====== EXTRAIT DU DOCUMENT

1. Rééducation Neuro Urologique après Traitement de l Hydatidose Vertébrale
La rééducation après un traitement de l’hydatidose vertébrale est essentielle pour la récupération fonctionnelle. La rééducation neuro-urologique vise à restaurer une fonction vésicale normale, permettant une évacuation complète des urines par les voies naturelles avec des mictions régulières. L'objectif est de contrôler l'incontinence, fréquente après une compression médullaire. Chez les femmes, l'auto-sondage propre peut être enseigné pour éviter les infections urinaires liées à la stase. Dans certains cas, une sonde à demeure peut être nécessaire. Chez les hommes, différents dispositifs peuvent être utilisés, comme un étui pénien. Une surveillance rigoureuse et un traitement rapide des infections urinaires sont primordiaux. La stimulation des racines sacrées peut aussi être envisagée pour améliorer la fonction vésicale.
2. Rééducation Fonctionnelle des Membres
La rééducation fonctionnelle des membres est une composante importante de la prise en charge globale des patients ayant subi un traitement pour hydatidose vertébrale. L'auto-mobilisation des segments de membres paralysés est encouragée, ainsi que la verticalisation quotidienne pendant 1 à 3 heures pour maintenir la trophicité osseuse, lutter contre la spasticité, et mobiliser les viscères. Le choix de la méthode de verticalisation (fauteuil roulant, cadre de verticalisation, orthèses) est adapté à chaque patient. La musculation des membres supérieurs et du tronc est également essentielle, et la pratique d'un sport en fauteuil roulant peut être bénéfique. Le but de la rééducation est d’améliorer l'autonomie et la qualité de vie du patient, en fonction de l’atteinte neurologique résiduelle après le traitement de l’hydatidose osseuse.

============

▶ **CONSIGNE 1**
Répondez à ces questions sur l'extrait consacré à la rééducation après une hydatidose vertébrale :
(a) Quelle technique peut être enseignée aux femmes pour éviter les infections urinaires liées à la stase ?
(b) Quel dispositif est cité comme exemple pour les hommes ?
(c) Combien de temps dure la verticalisation quotidienne ?
▶ **CONSIGNE 2**
Poursuivez l'extrait sur la rééducation après une hydatidose vertébrale à partir de sa dernière phrase.

====== MATÉRIEL FOURNI

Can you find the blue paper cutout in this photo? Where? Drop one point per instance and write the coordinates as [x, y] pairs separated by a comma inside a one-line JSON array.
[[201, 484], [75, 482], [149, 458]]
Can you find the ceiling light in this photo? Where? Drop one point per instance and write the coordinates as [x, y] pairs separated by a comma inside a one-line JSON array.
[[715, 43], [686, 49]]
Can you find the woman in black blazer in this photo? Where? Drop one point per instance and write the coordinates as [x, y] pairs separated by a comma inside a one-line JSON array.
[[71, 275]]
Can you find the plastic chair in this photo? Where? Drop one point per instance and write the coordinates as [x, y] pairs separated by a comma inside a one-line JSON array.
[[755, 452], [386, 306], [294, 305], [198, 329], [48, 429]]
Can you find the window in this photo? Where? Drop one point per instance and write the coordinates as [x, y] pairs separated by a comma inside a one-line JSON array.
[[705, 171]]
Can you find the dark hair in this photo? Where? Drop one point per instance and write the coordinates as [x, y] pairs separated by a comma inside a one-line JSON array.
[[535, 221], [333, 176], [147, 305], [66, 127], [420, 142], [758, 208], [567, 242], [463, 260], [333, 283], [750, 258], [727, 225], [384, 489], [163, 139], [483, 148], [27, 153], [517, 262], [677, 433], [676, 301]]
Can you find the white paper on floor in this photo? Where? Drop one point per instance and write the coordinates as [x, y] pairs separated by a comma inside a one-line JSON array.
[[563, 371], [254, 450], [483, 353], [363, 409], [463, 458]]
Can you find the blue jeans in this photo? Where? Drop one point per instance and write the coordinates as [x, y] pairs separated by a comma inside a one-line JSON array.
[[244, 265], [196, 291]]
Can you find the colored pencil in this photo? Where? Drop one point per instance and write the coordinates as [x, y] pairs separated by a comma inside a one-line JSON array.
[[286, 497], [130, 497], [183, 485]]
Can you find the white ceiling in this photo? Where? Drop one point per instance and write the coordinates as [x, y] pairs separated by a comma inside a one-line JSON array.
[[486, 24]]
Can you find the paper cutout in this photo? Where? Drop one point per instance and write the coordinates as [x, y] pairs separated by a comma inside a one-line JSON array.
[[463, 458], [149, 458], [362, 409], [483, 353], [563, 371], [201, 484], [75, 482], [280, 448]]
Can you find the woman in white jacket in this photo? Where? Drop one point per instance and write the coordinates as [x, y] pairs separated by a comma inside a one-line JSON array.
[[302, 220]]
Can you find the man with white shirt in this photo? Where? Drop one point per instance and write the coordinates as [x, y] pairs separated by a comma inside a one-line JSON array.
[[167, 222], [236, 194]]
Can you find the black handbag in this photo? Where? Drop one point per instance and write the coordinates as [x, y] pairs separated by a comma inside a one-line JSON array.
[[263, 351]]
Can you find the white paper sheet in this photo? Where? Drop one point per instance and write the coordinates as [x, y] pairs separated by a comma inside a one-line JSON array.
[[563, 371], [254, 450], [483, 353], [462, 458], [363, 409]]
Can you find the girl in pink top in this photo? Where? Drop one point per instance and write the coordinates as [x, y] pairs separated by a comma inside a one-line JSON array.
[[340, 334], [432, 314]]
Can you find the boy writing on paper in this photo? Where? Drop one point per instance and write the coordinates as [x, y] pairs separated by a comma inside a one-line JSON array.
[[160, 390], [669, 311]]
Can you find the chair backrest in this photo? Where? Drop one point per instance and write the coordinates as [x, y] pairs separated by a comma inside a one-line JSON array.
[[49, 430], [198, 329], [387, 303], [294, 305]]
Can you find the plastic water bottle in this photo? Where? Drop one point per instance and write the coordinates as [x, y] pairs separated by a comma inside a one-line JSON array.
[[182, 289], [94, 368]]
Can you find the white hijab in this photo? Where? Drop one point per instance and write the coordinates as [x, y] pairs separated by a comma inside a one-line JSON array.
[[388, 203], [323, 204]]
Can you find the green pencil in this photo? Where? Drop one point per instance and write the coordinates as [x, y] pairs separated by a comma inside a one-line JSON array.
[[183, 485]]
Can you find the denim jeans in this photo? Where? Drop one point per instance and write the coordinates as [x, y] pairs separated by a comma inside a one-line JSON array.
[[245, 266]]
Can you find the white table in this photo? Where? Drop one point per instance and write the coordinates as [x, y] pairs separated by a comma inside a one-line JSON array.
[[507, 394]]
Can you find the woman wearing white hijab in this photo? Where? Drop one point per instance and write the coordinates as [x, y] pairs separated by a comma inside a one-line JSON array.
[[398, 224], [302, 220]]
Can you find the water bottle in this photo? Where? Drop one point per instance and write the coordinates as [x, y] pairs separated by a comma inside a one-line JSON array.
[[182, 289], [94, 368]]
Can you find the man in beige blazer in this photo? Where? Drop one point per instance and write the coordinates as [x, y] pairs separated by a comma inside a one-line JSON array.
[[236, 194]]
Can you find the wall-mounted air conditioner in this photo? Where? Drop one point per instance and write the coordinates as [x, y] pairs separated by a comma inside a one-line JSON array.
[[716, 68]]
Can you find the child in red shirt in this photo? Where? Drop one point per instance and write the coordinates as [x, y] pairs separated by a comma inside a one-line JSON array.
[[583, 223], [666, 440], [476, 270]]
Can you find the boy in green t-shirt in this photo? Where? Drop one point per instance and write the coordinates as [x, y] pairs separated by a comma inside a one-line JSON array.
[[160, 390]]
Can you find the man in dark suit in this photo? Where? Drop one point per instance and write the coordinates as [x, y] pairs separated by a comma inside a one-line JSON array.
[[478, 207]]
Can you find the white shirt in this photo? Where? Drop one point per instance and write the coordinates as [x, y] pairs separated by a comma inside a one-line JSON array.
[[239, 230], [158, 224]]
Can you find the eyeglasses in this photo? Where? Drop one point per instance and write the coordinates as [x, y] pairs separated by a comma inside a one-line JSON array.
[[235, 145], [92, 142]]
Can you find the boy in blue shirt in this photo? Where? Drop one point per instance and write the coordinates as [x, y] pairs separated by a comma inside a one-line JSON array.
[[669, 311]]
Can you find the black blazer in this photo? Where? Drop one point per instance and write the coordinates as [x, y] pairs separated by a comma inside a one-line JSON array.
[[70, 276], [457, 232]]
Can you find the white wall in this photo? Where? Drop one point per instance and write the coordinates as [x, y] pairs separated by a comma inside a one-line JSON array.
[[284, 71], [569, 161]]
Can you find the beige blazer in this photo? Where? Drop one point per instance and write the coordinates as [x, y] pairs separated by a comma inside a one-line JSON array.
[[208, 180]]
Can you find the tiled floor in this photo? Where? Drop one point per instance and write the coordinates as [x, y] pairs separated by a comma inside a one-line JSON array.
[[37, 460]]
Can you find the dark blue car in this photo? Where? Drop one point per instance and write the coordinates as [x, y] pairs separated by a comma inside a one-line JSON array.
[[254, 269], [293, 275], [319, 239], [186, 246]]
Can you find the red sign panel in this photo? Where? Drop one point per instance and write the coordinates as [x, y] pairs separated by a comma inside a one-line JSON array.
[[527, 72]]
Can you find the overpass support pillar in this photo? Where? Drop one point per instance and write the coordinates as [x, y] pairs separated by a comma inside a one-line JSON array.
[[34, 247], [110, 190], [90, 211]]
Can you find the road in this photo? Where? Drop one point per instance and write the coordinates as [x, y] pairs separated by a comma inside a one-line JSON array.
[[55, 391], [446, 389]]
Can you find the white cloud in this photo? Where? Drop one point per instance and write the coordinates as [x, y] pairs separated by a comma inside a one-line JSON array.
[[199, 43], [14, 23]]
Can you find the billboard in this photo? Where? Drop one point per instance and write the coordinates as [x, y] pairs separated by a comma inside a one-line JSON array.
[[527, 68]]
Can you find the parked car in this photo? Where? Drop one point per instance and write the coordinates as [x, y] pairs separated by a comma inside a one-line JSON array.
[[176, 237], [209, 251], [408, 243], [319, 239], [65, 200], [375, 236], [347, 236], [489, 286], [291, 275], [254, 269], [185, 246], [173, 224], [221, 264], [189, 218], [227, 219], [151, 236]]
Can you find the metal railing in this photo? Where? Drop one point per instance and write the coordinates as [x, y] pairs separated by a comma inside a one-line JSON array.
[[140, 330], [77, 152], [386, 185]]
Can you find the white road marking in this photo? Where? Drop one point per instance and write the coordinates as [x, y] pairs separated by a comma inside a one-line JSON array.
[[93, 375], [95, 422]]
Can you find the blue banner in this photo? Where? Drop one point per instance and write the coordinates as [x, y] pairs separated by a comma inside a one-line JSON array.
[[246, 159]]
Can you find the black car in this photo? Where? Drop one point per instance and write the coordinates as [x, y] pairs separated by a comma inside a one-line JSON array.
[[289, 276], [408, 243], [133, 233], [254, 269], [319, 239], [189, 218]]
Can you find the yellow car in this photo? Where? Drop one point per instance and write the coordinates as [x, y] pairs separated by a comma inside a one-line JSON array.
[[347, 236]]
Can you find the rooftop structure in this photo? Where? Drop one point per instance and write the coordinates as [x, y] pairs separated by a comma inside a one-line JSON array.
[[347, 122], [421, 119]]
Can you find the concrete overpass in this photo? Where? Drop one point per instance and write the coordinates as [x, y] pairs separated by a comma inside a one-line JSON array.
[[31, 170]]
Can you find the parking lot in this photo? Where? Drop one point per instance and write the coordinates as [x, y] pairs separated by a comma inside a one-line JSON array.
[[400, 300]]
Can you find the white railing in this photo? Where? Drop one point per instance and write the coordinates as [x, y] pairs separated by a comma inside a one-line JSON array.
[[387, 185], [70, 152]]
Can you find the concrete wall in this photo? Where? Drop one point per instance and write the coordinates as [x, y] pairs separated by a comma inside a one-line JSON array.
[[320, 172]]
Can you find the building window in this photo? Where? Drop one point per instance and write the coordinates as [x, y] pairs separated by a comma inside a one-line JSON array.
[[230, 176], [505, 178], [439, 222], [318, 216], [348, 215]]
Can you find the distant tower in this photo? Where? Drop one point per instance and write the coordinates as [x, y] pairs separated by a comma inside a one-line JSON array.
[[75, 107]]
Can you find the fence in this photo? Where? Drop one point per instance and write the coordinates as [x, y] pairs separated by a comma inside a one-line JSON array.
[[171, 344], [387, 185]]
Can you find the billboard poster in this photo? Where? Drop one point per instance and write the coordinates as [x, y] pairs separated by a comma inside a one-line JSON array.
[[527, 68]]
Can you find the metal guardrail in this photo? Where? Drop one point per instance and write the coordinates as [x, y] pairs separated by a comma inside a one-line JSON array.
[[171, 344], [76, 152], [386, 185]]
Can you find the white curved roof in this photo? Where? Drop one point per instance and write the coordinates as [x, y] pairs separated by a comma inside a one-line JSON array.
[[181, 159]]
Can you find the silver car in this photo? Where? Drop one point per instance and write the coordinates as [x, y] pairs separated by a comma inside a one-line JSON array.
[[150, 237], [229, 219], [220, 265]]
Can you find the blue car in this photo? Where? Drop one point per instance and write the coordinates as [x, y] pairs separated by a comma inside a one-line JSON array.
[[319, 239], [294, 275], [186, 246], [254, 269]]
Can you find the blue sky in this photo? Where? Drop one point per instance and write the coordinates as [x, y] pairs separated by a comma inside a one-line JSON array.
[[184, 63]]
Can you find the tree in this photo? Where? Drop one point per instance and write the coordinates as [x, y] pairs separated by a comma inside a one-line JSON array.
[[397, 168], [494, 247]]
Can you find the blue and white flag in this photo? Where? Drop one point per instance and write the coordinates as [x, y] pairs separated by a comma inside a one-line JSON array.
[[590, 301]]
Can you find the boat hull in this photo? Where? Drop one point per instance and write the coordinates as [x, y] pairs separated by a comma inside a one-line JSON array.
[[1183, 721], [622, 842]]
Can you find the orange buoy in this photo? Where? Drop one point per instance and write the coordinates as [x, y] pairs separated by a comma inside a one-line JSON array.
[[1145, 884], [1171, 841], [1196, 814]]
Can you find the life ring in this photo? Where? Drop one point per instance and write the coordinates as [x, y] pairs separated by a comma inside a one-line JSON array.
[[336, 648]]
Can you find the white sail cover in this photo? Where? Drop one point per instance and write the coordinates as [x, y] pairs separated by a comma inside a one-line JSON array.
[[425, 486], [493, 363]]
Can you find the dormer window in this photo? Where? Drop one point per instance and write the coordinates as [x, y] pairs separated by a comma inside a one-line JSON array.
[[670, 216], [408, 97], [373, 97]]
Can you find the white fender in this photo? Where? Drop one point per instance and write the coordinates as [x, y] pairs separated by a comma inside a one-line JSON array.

============

▶ **VOTRE RÉPONSE 1**
(a) On peut enseigner aux femmes l'auto-sondage propre.
(b) L'étui pénien est cité comme exemple pour les hommes.
(c) La verticalisation quotidienne dure de 1 à 3 heures.

▶ **VOTRE RÉPONSE 2**
3. Pronostic de l Hydatidose Vertébrale
Le pronostic de l'hydatidose vertébrale dépend de plusieurs facteurs, notamment la rapidité du diagnostic, l'étendue de la lésion, le type de traitement, et la réponse à celui-ci. La symptomatologie insidieuse et l'évolution lente mais inéluctable vers la compression médullaire ou radiculaire contribuent à un diagnostic souvent tardif, même dans les zones d'endémie hydatique. Dans une étude menée à Marrakech, la mortalité à 3,5 ans après la chirurgie était de 33%. Même avec un traitement chirurgical et/ou médical adapté, la guérison n'est pas toujours assurée, et le risque de récidive existe, surtout si le diagnostic est tardif ou si le traitement est incomplet. Le pronostic peut être amélioré par une prise en charge précoce et multidisciplinaire, combinant chirurgie, traitement médical par albendazole, et rééducation fonctionnelle. L’importance d'une surveillance à long terme est soulignée afin de détecter des rechutes ou des complications tardives.